Goal » Pick out every row that contains the word "Outline" and copy each one. Matching is case-sensitive.

Entries from a dataset »
──────────

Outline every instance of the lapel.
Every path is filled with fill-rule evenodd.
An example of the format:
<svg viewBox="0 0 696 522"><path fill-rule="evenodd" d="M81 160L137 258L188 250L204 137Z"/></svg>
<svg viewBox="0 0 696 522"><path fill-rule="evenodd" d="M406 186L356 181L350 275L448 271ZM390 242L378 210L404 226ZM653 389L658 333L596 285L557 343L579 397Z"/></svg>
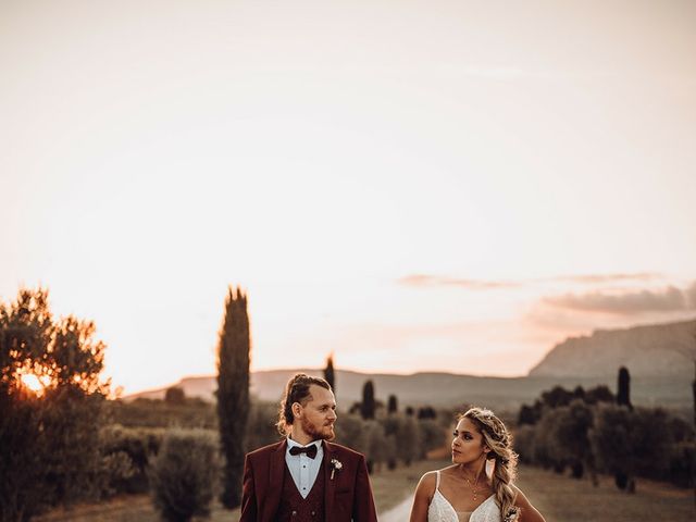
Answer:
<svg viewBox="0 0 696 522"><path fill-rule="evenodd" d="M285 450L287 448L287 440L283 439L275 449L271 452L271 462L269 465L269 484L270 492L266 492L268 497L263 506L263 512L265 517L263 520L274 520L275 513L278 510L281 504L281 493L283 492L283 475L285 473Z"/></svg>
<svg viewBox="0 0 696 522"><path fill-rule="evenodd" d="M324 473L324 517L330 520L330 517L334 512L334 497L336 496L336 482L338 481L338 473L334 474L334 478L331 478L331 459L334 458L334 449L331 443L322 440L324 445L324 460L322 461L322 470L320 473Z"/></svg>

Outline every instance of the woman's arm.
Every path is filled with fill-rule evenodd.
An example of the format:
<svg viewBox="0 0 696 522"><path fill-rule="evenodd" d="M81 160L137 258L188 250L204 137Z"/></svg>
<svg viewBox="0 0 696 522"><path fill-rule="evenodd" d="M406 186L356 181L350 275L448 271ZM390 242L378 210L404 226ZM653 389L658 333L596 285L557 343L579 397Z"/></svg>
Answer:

──────────

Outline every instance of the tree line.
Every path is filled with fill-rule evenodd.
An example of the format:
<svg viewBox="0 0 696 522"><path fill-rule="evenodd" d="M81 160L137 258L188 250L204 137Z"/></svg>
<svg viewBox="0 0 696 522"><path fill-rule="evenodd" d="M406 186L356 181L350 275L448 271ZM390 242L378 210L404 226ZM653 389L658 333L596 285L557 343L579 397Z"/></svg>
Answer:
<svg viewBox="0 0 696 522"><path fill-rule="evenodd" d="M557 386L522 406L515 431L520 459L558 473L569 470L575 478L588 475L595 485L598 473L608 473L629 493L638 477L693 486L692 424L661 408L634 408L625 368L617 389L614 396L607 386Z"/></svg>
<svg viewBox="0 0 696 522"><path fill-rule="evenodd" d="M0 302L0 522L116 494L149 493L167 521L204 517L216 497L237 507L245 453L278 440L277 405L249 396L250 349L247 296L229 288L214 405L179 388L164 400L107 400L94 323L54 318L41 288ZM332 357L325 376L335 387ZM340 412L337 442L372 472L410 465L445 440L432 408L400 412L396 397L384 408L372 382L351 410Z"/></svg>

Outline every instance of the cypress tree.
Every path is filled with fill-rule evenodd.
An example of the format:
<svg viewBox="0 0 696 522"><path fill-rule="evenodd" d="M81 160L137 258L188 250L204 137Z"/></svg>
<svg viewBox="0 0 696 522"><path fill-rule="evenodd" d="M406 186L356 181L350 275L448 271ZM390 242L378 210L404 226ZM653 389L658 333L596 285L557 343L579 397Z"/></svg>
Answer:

──────────

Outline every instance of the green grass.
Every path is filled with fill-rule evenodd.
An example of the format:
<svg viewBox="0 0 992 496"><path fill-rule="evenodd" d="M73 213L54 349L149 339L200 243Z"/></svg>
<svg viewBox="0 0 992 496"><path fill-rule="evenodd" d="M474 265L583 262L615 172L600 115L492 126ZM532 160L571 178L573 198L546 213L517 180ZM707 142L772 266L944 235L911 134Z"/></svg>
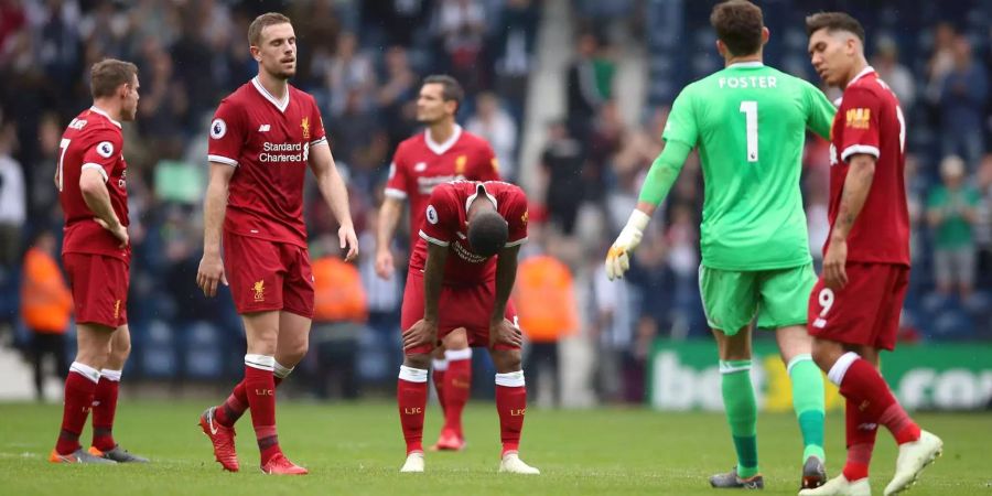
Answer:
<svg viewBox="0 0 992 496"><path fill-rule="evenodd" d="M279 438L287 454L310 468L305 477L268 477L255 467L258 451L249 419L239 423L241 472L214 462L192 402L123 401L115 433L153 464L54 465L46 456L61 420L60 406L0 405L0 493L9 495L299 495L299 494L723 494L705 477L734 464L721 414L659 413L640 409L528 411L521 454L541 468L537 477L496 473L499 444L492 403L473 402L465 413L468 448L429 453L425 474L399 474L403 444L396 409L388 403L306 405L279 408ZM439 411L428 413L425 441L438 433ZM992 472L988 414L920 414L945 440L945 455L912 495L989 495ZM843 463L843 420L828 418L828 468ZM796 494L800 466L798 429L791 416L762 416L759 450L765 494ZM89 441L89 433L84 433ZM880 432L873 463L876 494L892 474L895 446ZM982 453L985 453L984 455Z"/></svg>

──────────

Task answer »
Outline every instance of the lapel.
Outline every instance of the woman's arm.
Outline every instance of the tree line.
Outline every instance of the cypress tree.
Outline every instance of the green grass.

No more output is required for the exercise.